**DATA LISTING:**
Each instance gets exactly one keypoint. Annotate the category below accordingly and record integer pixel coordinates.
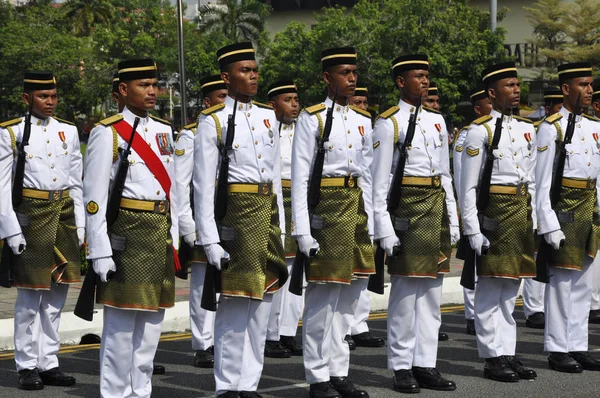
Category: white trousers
(414, 320)
(129, 341)
(202, 322)
(286, 309)
(328, 312)
(240, 335)
(37, 318)
(568, 297)
(533, 296)
(494, 305)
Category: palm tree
(237, 19)
(86, 14)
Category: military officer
(427, 204)
(346, 253)
(571, 227)
(44, 231)
(214, 92)
(138, 247)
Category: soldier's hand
(16, 243)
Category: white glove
(306, 243)
(214, 254)
(388, 244)
(554, 238)
(190, 239)
(102, 266)
(477, 241)
(454, 234)
(16, 243)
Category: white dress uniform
(413, 300)
(202, 322)
(568, 295)
(514, 164)
(129, 337)
(54, 163)
(329, 307)
(240, 322)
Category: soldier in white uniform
(202, 322)
(506, 225)
(44, 232)
(572, 226)
(143, 258)
(424, 226)
(252, 232)
(346, 252)
(286, 307)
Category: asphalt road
(457, 359)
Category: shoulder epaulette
(261, 105)
(482, 120)
(213, 109)
(392, 111)
(11, 122)
(63, 121)
(111, 120)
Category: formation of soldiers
(280, 209)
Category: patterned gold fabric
(509, 227)
(257, 261)
(425, 233)
(52, 252)
(346, 249)
(580, 223)
(145, 277)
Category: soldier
(508, 221)
(138, 246)
(427, 204)
(570, 226)
(252, 232)
(346, 253)
(214, 92)
(44, 231)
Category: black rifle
(376, 281)
(314, 197)
(467, 279)
(17, 197)
(544, 255)
(84, 308)
(212, 276)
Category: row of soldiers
(389, 183)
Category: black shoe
(536, 321)
(365, 340)
(29, 379)
(564, 362)
(345, 387)
(432, 379)
(323, 390)
(274, 349)
(471, 327)
(54, 377)
(204, 359)
(496, 369)
(291, 344)
(516, 365)
(404, 381)
(586, 360)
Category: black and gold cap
(208, 84)
(504, 70)
(39, 81)
(135, 69)
(281, 87)
(338, 56)
(235, 53)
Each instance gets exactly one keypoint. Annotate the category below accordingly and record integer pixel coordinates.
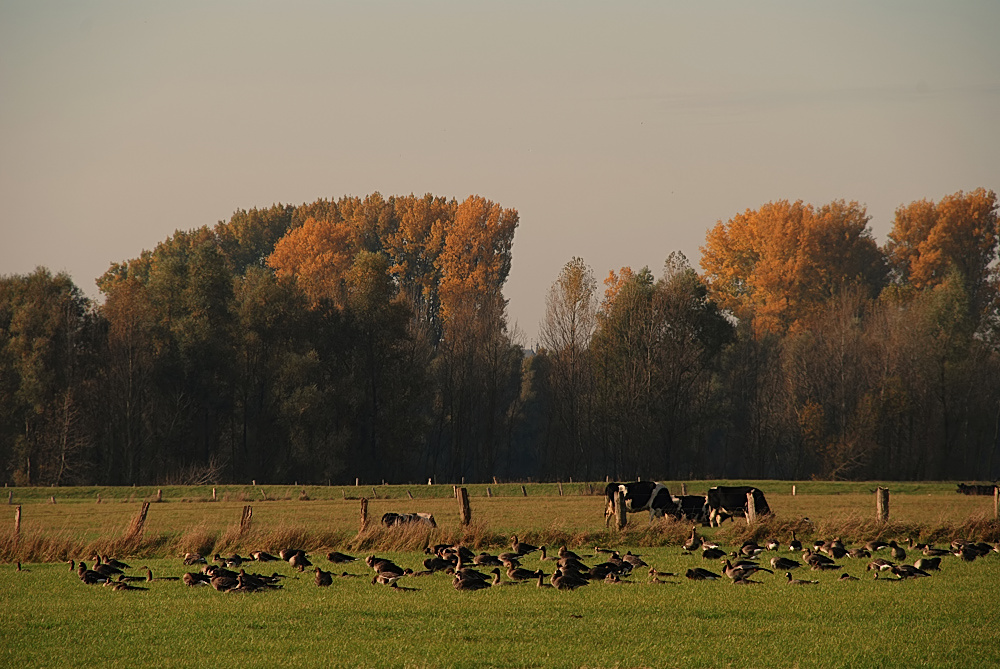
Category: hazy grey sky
(620, 131)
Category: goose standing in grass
(693, 542)
(794, 545)
(699, 574)
(89, 576)
(520, 547)
(798, 581)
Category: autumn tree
(781, 263)
(929, 241)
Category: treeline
(369, 338)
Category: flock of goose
(567, 571)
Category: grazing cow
(641, 496)
(393, 519)
(691, 507)
(975, 489)
(729, 501)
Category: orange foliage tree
(780, 264)
(929, 241)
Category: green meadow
(52, 619)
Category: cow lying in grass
(395, 519)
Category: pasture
(53, 619)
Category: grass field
(52, 619)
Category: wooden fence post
(620, 519)
(882, 504)
(464, 512)
(364, 513)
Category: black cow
(975, 489)
(641, 496)
(692, 507)
(392, 519)
(730, 501)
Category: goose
(337, 557)
(878, 564)
(123, 585)
(512, 558)
(487, 560)
(436, 564)
(794, 544)
(634, 560)
(520, 547)
(798, 581)
(694, 541)
(699, 574)
(89, 576)
(931, 551)
(785, 564)
(224, 583)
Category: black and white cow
(730, 501)
(640, 496)
(691, 507)
(392, 519)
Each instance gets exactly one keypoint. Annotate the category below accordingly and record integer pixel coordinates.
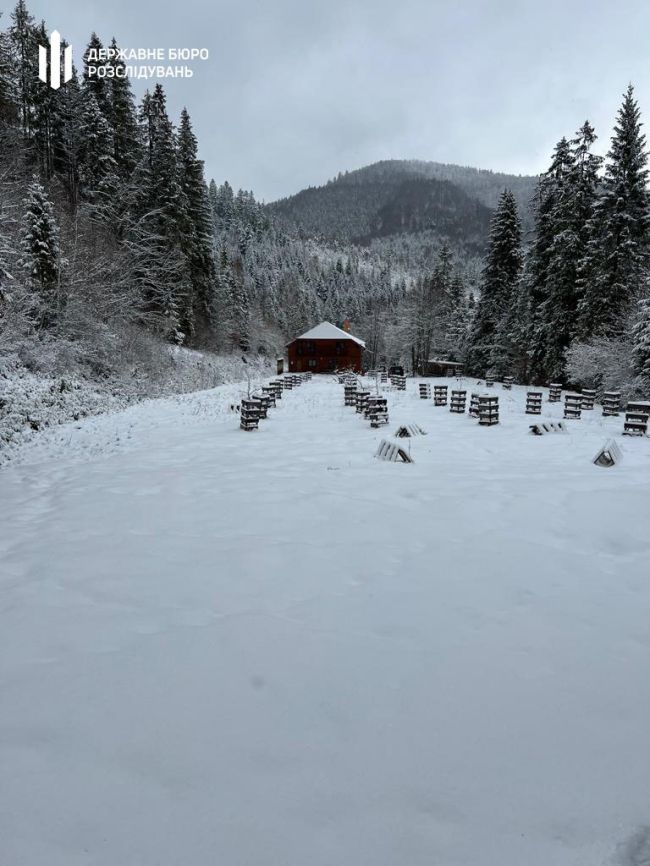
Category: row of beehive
(255, 409)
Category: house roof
(328, 331)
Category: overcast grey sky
(296, 90)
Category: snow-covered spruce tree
(573, 212)
(40, 254)
(123, 118)
(641, 341)
(160, 210)
(548, 211)
(199, 230)
(97, 168)
(488, 348)
(98, 85)
(8, 82)
(66, 138)
(23, 40)
(615, 266)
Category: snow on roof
(328, 331)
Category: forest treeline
(111, 238)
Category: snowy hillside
(270, 648)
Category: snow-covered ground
(271, 649)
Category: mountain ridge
(405, 197)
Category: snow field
(270, 648)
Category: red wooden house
(324, 349)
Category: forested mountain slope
(404, 197)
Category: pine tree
(160, 203)
(96, 84)
(23, 38)
(488, 349)
(548, 211)
(123, 118)
(97, 167)
(641, 339)
(40, 253)
(572, 215)
(67, 137)
(615, 266)
(198, 233)
(8, 82)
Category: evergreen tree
(8, 82)
(488, 343)
(40, 253)
(97, 167)
(641, 338)
(98, 85)
(198, 232)
(123, 118)
(615, 266)
(572, 215)
(548, 213)
(24, 44)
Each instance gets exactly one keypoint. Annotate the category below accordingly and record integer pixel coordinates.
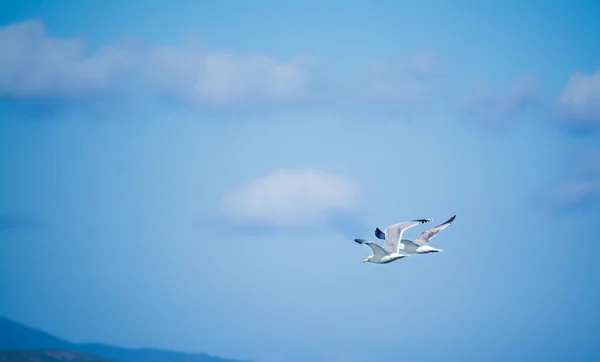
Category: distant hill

**JOB:** Copy out the records from the line containing "Category: forest treeline" through the end of the records, word for word. Omit the pictures from your copy.

**SOLUTION TO THIS TASK:**
Category: forest treeline
(111, 238)
Category: snowy hillside
(270, 648)
Category: snow-covered ground
(271, 649)
Category: mountain ridge
(405, 197)
Category: snow field
(270, 648)
Category: red wooden house
(324, 349)
Category: forested mountain slope
(404, 197)
Category: pine tree
(160, 203)
(96, 84)
(23, 38)
(488, 349)
(548, 211)
(123, 118)
(97, 167)
(641, 339)
(40, 253)
(572, 215)
(67, 137)
(615, 266)
(198, 233)
(8, 82)
Category: evergreen tree
(8, 82)
(488, 343)
(40, 253)
(97, 167)
(641, 338)
(98, 85)
(198, 232)
(123, 118)
(615, 266)
(572, 215)
(548, 213)
(24, 44)
Each instance gets exactly one keypoint. Annotate the category below accordingly and record integer pixel coordinates.
Category: distant hill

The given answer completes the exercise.